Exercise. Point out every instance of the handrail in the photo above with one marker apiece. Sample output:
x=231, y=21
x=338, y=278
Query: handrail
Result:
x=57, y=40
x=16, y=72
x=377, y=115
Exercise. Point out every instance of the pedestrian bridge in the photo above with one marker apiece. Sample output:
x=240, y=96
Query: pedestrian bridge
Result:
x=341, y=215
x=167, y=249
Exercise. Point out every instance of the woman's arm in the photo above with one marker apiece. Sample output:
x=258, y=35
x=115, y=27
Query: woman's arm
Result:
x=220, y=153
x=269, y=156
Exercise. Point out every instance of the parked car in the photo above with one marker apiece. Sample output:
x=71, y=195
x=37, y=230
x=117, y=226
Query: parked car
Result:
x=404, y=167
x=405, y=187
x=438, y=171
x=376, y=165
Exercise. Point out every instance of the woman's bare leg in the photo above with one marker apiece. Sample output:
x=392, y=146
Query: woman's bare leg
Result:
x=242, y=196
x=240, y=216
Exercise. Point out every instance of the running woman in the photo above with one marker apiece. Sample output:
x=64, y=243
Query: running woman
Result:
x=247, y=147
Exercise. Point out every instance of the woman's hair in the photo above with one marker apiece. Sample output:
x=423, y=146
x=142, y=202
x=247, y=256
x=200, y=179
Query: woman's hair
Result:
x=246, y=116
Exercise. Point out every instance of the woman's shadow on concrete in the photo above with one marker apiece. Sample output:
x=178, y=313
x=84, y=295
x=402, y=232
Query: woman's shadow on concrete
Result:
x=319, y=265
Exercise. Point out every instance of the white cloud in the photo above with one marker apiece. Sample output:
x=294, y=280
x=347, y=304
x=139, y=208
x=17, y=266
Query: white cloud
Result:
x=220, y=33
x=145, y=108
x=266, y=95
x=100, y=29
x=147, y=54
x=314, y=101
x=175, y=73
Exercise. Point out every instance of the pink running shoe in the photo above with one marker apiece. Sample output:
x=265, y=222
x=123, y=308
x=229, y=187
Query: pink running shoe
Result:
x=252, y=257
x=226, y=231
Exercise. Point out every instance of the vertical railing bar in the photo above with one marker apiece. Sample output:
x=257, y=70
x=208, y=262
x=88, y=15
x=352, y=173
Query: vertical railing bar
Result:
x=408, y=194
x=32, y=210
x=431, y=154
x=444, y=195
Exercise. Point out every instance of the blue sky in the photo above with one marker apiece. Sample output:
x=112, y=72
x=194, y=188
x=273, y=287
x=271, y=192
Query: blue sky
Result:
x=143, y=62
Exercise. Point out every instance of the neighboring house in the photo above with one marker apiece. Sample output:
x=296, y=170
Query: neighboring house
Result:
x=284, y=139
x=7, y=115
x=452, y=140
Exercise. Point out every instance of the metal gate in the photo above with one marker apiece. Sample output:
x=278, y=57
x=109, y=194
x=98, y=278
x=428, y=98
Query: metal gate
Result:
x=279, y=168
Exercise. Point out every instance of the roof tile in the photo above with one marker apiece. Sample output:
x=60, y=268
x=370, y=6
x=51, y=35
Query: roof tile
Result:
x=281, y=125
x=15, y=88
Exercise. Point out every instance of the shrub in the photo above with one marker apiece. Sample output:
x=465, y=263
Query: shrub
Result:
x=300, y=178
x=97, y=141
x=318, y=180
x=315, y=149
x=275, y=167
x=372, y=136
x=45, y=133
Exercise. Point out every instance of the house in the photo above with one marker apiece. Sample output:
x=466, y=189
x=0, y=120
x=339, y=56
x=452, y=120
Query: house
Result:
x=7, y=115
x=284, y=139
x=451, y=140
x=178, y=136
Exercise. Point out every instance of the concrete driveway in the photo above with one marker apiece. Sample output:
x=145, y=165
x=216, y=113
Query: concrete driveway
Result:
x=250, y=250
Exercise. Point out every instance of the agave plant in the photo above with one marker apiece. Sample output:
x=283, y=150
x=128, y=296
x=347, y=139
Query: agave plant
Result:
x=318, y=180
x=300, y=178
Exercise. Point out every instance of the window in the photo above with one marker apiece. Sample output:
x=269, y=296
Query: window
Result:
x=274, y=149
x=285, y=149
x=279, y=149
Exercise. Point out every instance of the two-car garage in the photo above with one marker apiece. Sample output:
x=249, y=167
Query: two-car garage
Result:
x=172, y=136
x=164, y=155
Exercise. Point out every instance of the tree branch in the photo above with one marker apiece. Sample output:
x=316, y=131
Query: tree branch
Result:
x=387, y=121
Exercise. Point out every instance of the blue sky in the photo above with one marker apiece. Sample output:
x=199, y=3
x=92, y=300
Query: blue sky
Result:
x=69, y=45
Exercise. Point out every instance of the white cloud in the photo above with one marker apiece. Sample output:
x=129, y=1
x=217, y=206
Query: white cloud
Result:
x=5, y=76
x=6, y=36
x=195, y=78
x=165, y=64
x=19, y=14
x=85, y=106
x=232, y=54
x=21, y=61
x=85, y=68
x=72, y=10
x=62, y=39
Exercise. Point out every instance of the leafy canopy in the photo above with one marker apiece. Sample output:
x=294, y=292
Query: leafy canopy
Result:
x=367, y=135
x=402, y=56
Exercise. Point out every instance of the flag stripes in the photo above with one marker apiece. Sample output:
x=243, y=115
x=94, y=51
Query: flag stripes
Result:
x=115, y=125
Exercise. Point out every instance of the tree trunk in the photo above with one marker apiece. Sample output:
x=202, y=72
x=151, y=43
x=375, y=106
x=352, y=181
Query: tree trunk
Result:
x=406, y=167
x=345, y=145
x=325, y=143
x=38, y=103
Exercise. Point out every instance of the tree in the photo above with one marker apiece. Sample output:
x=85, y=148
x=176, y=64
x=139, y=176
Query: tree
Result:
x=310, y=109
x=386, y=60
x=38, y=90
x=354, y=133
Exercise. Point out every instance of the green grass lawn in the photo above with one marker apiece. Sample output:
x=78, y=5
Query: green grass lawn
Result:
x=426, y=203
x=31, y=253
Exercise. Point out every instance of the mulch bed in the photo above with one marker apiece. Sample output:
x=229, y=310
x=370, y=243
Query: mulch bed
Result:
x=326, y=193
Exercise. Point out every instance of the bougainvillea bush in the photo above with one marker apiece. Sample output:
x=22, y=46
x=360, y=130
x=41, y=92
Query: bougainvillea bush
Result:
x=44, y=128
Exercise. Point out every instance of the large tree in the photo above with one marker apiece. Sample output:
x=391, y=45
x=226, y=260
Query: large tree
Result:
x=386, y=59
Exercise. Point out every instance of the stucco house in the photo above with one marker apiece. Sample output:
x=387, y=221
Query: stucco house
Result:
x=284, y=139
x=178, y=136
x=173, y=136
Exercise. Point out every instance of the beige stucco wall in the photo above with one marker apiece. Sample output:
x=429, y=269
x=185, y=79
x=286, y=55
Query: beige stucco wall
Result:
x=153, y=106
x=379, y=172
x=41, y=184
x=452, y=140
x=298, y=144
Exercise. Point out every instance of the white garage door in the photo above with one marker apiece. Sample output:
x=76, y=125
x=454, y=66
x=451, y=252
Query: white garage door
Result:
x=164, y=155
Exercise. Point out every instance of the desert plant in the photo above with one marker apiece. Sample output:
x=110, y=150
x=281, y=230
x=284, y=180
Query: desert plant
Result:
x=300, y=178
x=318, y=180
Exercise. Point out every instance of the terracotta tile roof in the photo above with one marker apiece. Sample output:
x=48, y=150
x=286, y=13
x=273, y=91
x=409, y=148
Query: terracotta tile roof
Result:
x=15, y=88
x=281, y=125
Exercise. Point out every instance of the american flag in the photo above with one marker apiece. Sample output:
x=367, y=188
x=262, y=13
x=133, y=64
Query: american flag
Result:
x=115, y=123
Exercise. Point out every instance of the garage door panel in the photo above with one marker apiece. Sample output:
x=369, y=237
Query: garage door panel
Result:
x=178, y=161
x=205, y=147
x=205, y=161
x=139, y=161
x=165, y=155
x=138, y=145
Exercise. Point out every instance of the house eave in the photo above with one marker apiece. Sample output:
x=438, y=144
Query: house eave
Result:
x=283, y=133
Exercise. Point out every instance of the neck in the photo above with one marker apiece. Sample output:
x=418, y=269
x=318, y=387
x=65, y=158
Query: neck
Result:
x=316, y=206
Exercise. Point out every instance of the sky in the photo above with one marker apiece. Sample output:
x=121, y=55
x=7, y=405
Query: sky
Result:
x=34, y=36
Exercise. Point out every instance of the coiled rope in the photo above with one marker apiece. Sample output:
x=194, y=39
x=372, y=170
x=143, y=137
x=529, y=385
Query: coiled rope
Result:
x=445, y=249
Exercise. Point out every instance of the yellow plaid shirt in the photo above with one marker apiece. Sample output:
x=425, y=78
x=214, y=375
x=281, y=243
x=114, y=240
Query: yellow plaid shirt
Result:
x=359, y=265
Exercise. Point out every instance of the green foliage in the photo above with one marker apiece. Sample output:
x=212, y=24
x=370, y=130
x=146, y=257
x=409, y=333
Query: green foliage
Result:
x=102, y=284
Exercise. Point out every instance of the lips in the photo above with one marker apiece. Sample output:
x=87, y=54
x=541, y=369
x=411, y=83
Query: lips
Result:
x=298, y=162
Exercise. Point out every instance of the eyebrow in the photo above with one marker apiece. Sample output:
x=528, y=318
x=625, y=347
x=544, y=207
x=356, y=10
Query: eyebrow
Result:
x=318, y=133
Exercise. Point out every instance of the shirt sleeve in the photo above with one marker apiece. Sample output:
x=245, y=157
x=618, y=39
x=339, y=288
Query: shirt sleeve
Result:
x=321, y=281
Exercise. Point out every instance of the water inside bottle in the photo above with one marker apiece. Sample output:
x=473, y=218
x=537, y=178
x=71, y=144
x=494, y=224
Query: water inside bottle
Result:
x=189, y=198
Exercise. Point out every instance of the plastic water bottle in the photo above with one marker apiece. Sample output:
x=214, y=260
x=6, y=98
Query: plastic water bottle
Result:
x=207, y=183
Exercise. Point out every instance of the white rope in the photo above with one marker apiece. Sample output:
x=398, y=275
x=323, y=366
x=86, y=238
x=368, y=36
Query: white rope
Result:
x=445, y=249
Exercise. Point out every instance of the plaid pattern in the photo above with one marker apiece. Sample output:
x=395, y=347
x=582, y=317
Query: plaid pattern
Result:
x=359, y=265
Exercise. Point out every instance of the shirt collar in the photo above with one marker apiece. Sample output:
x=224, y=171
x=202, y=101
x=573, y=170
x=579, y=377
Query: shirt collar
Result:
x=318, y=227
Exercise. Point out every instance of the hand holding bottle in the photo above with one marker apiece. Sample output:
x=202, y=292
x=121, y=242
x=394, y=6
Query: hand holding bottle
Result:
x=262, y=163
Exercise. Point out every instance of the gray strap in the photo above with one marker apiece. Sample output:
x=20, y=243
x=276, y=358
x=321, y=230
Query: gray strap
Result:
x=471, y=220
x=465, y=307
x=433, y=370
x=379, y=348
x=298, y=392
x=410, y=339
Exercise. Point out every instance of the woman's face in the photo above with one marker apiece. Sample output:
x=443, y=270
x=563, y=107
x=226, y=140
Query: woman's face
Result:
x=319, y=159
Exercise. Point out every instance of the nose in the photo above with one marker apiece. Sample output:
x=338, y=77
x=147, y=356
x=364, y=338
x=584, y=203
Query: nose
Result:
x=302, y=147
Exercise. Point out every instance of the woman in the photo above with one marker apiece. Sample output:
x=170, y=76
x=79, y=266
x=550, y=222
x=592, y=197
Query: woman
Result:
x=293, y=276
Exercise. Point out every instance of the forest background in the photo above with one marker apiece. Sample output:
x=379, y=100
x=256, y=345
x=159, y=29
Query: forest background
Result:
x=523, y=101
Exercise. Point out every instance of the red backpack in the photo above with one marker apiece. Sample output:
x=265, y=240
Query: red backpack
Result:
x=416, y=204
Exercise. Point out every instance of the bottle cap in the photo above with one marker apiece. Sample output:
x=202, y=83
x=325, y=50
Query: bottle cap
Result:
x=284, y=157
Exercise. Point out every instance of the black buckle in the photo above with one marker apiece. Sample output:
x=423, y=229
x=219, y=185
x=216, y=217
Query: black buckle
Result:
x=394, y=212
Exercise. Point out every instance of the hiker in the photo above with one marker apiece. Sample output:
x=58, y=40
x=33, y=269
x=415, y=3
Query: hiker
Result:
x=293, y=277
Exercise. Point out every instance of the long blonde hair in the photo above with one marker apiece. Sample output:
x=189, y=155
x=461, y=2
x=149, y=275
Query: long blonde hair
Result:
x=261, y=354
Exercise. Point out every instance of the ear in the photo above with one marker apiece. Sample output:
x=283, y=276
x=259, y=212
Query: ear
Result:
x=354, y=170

══════════════════════════════

Return everything in the entries from the line with "Exercise. Point out every instance of the hand holding" down to the line with "x=410, y=339", both lines included, copied word for word.

Exercise. Point out every instance of the hand holding bottle in the photo above with one marker apiece. Sample output:
x=202, y=292
x=121, y=242
x=394, y=6
Query: hand holding bottle
Result:
x=262, y=163
Exercise. Point out every instance of the gray strap in the photo above with one marker apiece. Sample output:
x=20, y=243
x=276, y=358
x=321, y=230
Query: gray strap
Result:
x=471, y=220
x=465, y=307
x=433, y=370
x=379, y=348
x=298, y=392
x=410, y=339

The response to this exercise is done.